> [Given text]
When all those conditions are fulfilled, it triggers a payout to selected countries in need of help to contain the outbreak, and investors lose some or all of their money. That date works out to be Mar. 24, going by the 12-week period, and the start date of the outbreak — Dec. 31, according to the WHO, said DBRS Morningstar.
The World Bank did not respond to CNBC’s request for comment.
Globally, there are at least 184,976 cases and 7,529 deaths, according to the latest data from the WHO.
“You have the risk out there, we have the coronavirus out there. But you look at the last 50 years, you have SARS, you have MERS, you have Ebola, it’s not that rare. It happens,” says Amiyatosh Purnanandam, professor of finance at the University of Michigan.
What are the World Bank’s pandemic bonds?
Pandemic bonds are essentially debt that’s tied to catastrophic events, designed to raise money for issuers if natural disasters occur.
Investors typically buy catastrophe bonds because they offer much higher yield than other fixed income products. They also aren’t linked to the usual stock market performance — but are instead tied to disaster events — and hence offer investors’ portfolios some diversification.
But DBRS Morningstar cautioned: “The typical investor in catastrophe bonds is attracted to this asset class because it is generally uncorrelated with the general markets; however, the current coronavirus outbreak is showing that the valuation of pandemic bonds is highly correlated with the performance of global financial markets when it matters most.”
Stock markets have been very volatile since the outbreak rapidly gained pace this month, with the Dow having its worst decline on Monday since the “Black Monday” crash 30 years ago.
On Monday, the Cboe Volatility Index closed at a record high, topping its peak during the 2008 financial crisis. The index looks at options prices for the S&P 500 and is sometimes referred to as the “fear gauge” of Wall Street.
Here are more details about the World Bank’s pandemic bonds:
- Two bonds worth a total of $320 million: Dubbed Class A and the riskier Class B.
- Interest payments: Class A dishes out interest payments of 6.5% plus 6-month U.S. dollar Libor rate. Class B pays out 11.10% plus 6-month U.S. dollar Libor rate. These interest payments are funded by donor countries including Japan and Germany.

> [Recorded data]
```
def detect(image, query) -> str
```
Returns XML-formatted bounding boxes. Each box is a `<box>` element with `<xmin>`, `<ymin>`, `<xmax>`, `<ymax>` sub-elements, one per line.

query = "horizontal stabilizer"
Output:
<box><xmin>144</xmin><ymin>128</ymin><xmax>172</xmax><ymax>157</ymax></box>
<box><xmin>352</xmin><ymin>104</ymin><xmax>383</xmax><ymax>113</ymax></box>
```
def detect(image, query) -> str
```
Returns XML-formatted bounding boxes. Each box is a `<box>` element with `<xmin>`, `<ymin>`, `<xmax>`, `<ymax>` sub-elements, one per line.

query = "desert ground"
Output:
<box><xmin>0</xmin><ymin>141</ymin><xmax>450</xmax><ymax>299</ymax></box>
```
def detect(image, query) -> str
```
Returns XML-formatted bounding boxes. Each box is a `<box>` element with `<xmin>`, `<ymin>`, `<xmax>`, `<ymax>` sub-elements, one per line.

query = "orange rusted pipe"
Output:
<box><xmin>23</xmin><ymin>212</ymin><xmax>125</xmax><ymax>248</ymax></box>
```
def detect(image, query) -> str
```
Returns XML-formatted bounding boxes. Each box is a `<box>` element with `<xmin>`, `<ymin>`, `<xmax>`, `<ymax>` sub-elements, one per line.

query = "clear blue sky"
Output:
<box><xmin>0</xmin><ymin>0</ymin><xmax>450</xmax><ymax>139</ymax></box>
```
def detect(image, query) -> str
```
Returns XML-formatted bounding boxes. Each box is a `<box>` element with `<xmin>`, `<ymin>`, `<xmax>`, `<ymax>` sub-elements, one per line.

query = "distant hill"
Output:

> [Prompt 1]
Using the pandemic bonds text, answer the following:
(a) What start date of the outbreak does the text give, according to the WHO?
(b) What is the combined value of the two World Bank pandemic bonds?
(c) By what name is the Cboe Volatility Index sometimes referred to?
> [Prompt 2] Update the pandemic bonds text by writing out the passage starting with "When all those" and going on through "from the WHO.", with "WHO" replaced by "World Health Organization".

> [Answer section 1]
(a) Dec. 31
(b) $320 million
(c) The "fear gauge" of Wall Street

> [Answer section 2]
When all those conditions are fulfilled, it triggers a payout to selected countries in need of help to contain the outbreak, and investors lose some or all of their money. That date works out to be Mar. 24, going by the 12-week period, and the start date of the outbreak — Dec. 31, according to the World Health Organization, said DBRS Morningstar.
The World Bank did not respond to CNBC’s request for comment.
Globally, there are at least 184,976 cases and 7,529 deaths, according to the latest data from the World Health Organization.